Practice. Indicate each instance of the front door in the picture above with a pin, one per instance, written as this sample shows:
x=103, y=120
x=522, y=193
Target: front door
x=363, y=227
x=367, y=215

* * * *

Rewrite the records above, replacing every occurrence of "front door" with "entrance door" and leaving everything else unchanged.

**Result**.
Practice. Indicate each instance of the entrance door in the picture above with a pin, one per instance, written as this sample shows:
x=103, y=120
x=522, y=193
Target: entrance door
x=363, y=227
x=367, y=215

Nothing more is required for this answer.